§ TASK: The lines to find are those in the entries that hold the word "rough"; copy every one of them.

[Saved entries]
=== Begin Enclosure ===

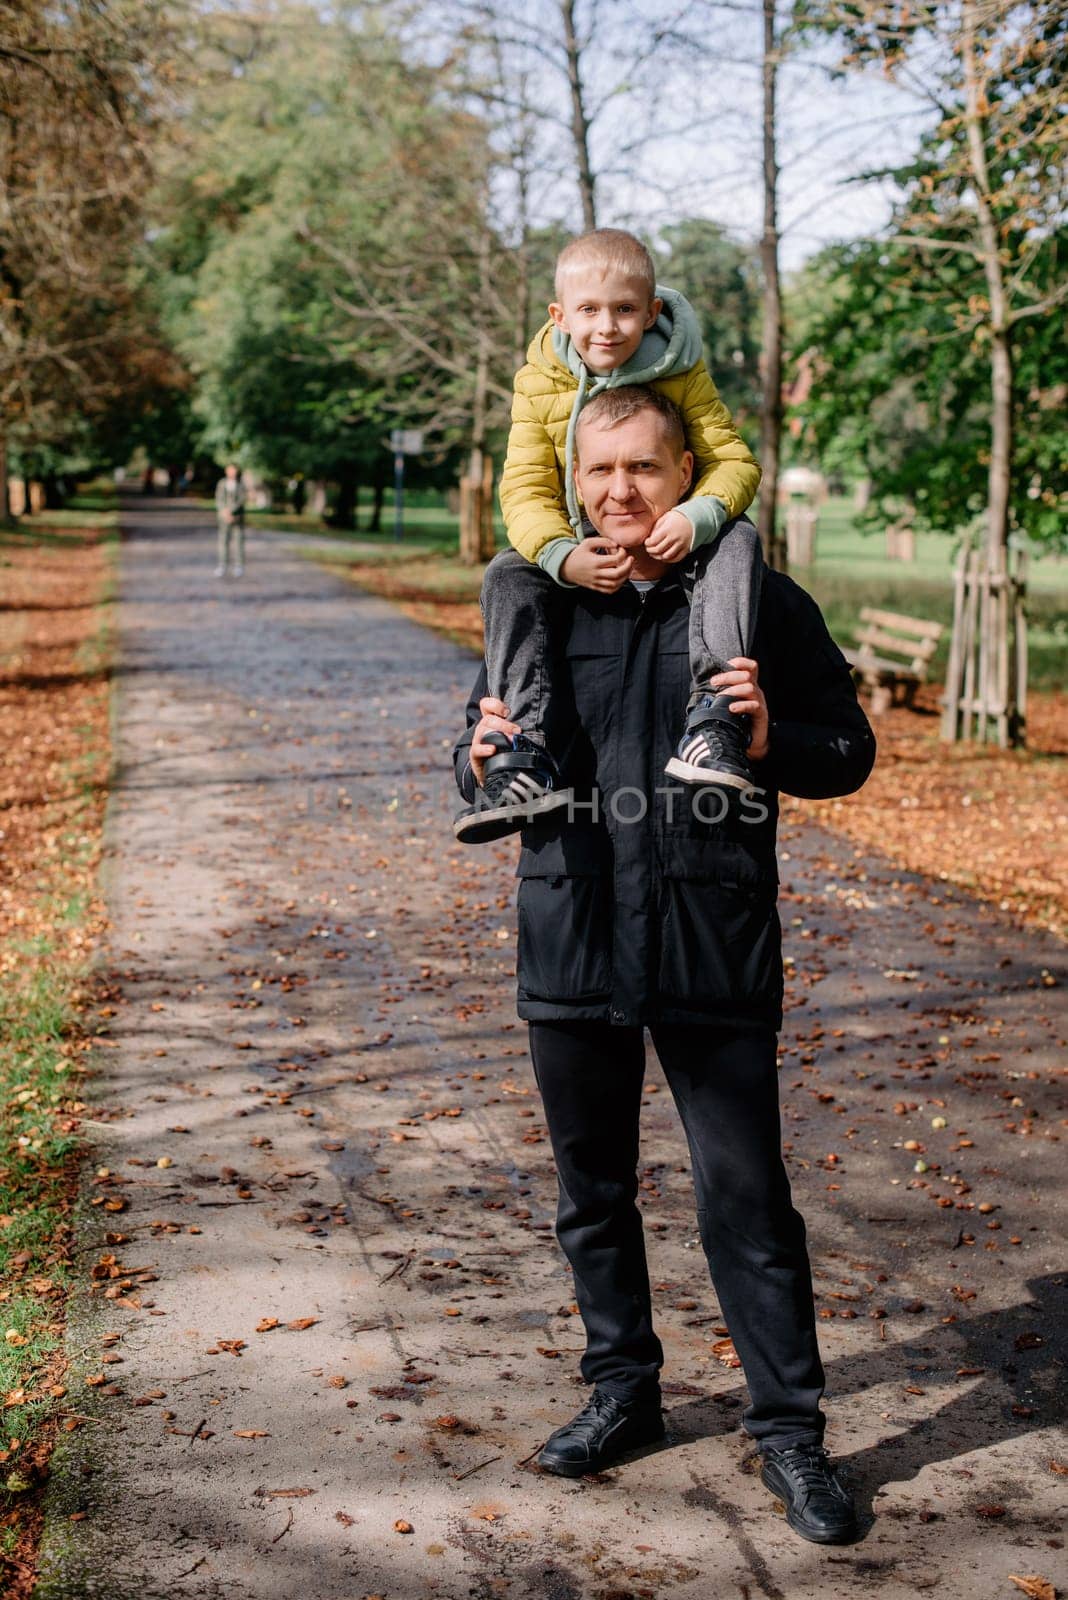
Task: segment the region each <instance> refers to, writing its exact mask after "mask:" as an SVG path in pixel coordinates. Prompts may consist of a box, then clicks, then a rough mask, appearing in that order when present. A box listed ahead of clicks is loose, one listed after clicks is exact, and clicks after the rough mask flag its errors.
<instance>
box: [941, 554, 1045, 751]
mask: <svg viewBox="0 0 1068 1600" xmlns="http://www.w3.org/2000/svg"><path fill="white" fill-rule="evenodd" d="M1025 592H1026V552H1025V550H1017V549H1014V547H1009V550H1007V552H1006V570H1004V571H1001V570H998V568H991V565H990V560H988V552H986V547H985V546H980V547H974V546H972V542H970V539H966V542H964V544H962V546H961V552H959V555H958V558H956V570H954V584H953V638H951V640H950V662H948V667H946V678H945V698H943V707H942V738H943V739H945V741H946V742H950V744H954V742H958V741H970V739H975V741H977V742H978V744H994V742H996V744H999V746H1001V747H1002V749H1007V747H1009V746H1014V747H1015V746H1022V744H1023V728H1025V710H1026V614H1025V608H1023V598H1025Z"/></svg>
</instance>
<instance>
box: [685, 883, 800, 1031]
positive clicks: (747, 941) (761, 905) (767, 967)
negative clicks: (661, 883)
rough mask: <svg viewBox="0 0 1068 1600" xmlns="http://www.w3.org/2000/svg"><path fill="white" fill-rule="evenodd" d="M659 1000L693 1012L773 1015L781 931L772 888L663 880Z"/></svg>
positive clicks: (727, 883)
mask: <svg viewBox="0 0 1068 1600" xmlns="http://www.w3.org/2000/svg"><path fill="white" fill-rule="evenodd" d="M662 896H664V898H662V917H660V994H662V997H664V998H668V1000H675V1002H681V1003H684V1005H687V1006H692V1008H694V1010H708V1011H715V1010H731V1011H745V1013H763V1011H775V1010H777V1006H779V1005H780V1002H782V931H780V926H779V912H777V909H775V885H774V883H767V882H750V883H739V882H727V880H700V878H683V877H665V880H664V886H662Z"/></svg>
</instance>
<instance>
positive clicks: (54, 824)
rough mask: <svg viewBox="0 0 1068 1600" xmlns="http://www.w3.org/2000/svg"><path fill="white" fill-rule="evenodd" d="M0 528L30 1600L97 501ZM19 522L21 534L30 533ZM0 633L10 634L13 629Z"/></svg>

=== End Enclosure ===

§ RESPONSE TO THIS TASK:
Task: segment the region each <instance> refers to, writing its exact mask after "mask:" as an SVG path in pixel coordinates. Prompts may consist of a box, then clicks, then a rough mask, appearing in that order when present. A box listed ahead of clicks is loose, one listed after clicks is exact, and clicks after the rough mask flag its errors.
rough mask: <svg viewBox="0 0 1068 1600" xmlns="http://www.w3.org/2000/svg"><path fill="white" fill-rule="evenodd" d="M659 1000L693 1012L773 1015L781 931L772 888L663 880Z"/></svg>
rough mask: <svg viewBox="0 0 1068 1600" xmlns="http://www.w3.org/2000/svg"><path fill="white" fill-rule="evenodd" d="M0 528L30 1600L97 501ZM19 522L21 534L30 533ZM0 633L10 634L13 629Z"/></svg>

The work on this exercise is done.